++++ LISTING

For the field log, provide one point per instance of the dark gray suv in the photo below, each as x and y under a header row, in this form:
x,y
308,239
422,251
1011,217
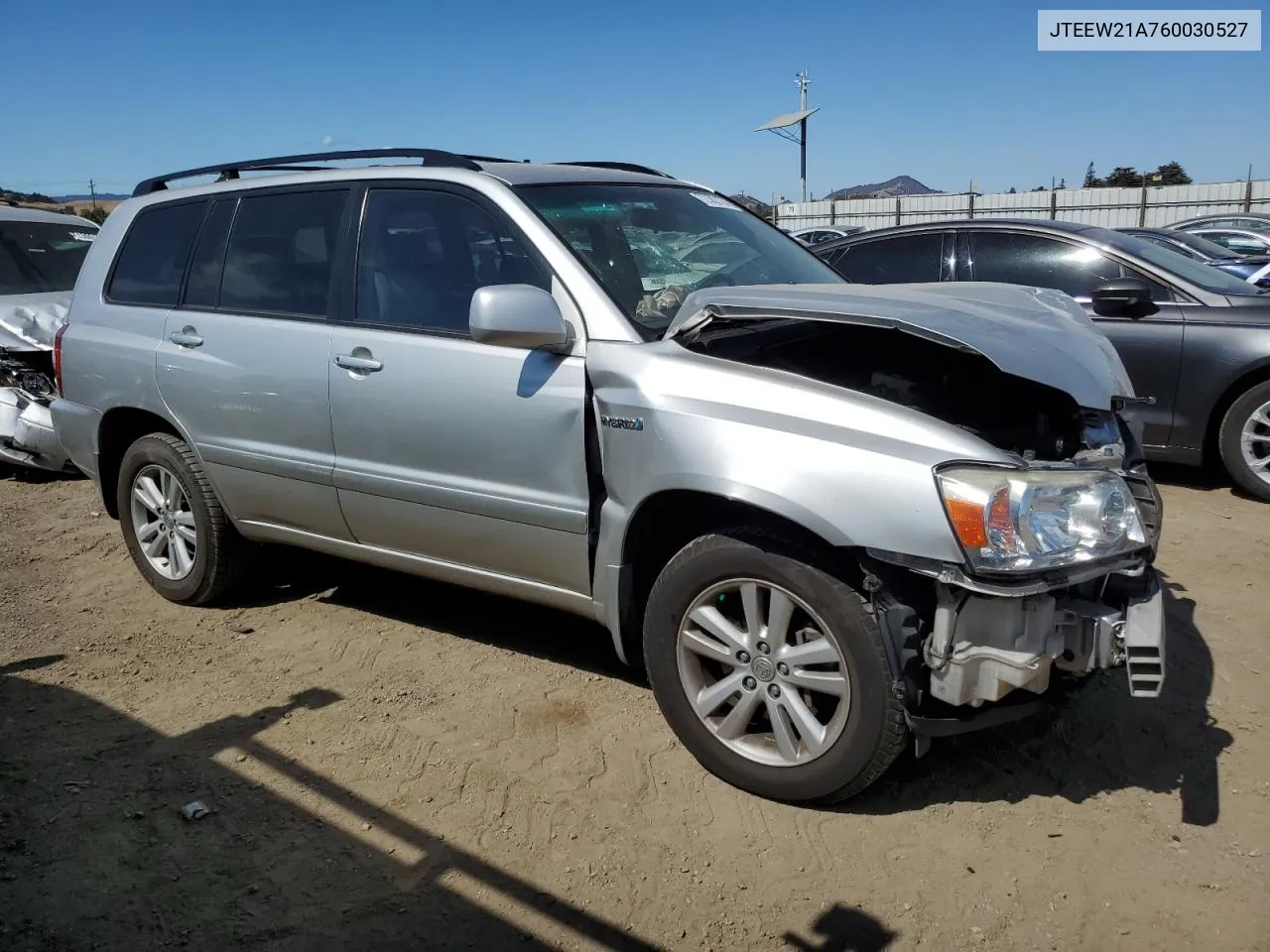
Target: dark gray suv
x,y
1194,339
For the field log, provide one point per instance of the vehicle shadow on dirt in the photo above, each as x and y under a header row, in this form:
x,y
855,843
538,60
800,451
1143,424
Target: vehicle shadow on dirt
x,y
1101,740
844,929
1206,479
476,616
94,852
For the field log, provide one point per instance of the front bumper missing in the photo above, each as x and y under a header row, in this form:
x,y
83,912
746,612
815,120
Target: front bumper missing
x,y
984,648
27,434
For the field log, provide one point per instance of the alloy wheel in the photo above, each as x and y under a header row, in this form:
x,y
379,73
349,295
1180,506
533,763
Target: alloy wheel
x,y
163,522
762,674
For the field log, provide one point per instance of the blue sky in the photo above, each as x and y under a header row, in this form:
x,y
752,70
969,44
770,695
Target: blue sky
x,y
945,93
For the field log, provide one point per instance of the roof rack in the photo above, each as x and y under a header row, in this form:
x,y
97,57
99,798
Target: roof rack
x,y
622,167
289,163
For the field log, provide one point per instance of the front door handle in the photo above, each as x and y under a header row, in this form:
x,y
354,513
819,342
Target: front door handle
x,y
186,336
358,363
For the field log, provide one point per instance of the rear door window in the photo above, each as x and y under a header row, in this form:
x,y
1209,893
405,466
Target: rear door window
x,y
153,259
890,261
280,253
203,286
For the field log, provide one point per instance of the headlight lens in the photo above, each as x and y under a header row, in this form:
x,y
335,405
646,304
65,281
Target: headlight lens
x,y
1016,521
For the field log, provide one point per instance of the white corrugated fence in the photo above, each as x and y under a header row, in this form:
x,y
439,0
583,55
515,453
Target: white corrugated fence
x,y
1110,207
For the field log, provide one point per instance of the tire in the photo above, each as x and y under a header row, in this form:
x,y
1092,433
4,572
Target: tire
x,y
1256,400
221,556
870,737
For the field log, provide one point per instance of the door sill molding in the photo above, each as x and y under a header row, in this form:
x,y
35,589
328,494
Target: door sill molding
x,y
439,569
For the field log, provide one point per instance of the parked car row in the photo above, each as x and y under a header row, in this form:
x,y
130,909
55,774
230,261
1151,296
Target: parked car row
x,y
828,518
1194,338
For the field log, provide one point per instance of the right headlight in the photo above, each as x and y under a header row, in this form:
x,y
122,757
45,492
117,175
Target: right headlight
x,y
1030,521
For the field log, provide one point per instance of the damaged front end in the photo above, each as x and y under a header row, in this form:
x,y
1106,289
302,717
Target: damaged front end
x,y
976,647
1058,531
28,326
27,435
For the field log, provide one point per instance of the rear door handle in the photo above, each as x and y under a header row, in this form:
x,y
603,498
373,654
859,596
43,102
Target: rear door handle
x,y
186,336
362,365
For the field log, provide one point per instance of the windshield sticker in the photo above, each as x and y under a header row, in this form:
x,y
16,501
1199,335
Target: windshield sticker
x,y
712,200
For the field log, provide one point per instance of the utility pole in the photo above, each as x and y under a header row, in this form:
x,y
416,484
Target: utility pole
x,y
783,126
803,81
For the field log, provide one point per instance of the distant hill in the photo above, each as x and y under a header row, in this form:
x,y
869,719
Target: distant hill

++++++++
++++ LISTING

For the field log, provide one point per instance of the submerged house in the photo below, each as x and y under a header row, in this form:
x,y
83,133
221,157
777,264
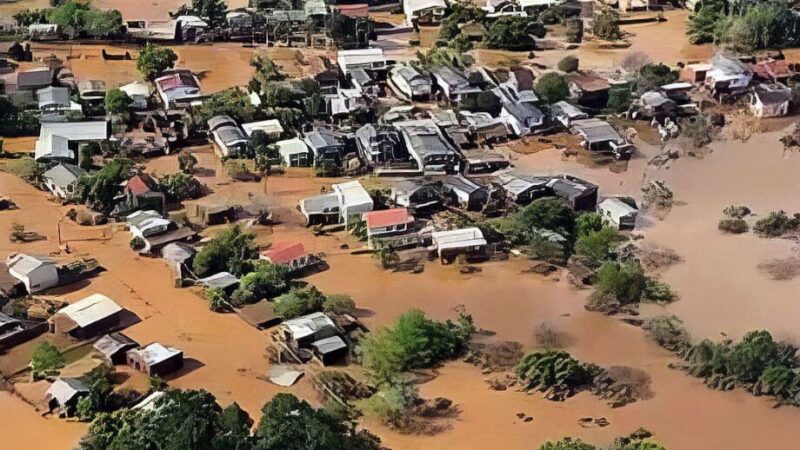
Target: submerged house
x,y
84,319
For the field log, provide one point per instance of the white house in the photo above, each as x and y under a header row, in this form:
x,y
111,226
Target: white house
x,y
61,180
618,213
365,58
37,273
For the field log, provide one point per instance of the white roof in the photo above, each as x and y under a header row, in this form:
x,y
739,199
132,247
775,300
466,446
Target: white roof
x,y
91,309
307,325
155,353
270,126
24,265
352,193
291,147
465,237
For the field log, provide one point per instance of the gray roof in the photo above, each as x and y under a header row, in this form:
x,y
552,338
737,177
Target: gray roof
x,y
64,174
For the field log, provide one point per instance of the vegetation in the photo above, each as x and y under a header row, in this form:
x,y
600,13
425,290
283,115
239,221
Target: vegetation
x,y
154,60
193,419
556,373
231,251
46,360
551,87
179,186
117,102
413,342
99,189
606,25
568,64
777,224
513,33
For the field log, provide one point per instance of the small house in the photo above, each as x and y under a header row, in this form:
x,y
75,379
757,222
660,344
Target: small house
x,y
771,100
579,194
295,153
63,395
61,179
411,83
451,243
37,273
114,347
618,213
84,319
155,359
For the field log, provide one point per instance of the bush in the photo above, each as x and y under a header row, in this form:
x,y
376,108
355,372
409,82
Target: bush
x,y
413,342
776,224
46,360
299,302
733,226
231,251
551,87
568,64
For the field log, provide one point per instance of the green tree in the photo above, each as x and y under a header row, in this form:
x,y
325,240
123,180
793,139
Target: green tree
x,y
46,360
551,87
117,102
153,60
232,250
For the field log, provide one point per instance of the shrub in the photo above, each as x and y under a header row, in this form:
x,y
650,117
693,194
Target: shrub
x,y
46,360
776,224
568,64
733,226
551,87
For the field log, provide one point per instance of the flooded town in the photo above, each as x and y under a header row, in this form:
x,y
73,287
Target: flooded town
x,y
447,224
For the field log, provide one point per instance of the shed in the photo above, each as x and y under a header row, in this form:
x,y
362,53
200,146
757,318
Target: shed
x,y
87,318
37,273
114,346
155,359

++++++++

Please count the lines in the items above that contain the word "town", and give only that number.

## TASK RESPONSE:
2